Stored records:
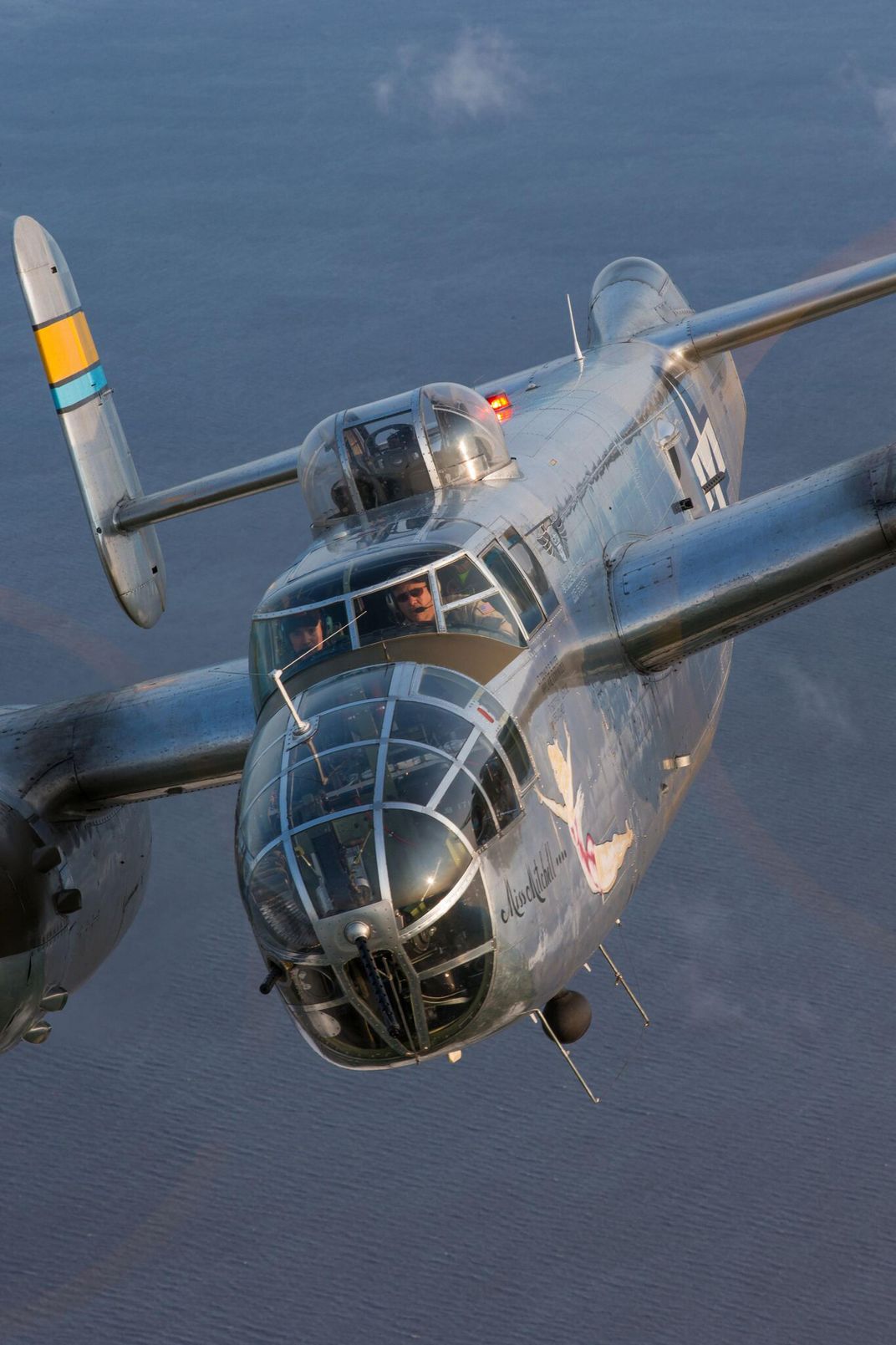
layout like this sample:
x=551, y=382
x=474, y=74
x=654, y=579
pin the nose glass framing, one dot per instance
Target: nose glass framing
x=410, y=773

--

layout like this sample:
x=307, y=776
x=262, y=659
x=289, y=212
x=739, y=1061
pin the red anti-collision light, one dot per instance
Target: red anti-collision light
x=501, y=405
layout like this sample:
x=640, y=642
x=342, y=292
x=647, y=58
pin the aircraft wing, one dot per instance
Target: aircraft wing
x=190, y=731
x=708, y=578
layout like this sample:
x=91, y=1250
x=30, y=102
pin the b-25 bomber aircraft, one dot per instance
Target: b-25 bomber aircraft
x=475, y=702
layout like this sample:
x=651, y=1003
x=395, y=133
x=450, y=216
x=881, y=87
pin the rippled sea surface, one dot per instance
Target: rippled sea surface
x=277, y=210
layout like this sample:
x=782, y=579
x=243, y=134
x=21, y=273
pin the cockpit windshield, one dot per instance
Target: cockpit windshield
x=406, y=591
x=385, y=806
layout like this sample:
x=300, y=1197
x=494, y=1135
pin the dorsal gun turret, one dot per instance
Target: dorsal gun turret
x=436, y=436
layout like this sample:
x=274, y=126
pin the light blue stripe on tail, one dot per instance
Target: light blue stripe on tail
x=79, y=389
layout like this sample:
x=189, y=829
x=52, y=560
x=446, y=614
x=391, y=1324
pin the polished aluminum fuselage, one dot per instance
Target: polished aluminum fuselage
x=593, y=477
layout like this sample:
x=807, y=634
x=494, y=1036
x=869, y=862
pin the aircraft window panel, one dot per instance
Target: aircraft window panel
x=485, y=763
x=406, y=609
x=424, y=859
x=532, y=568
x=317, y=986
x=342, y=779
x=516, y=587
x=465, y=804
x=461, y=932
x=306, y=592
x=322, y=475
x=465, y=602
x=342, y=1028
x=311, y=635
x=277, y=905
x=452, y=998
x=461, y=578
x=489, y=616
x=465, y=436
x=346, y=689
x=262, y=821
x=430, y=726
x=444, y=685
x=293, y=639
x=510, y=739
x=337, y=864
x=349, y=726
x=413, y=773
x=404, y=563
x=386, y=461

[Work to complete]:
Report only the number of lines in the records above that contain the word "bomber".

[Answer to the task]:
2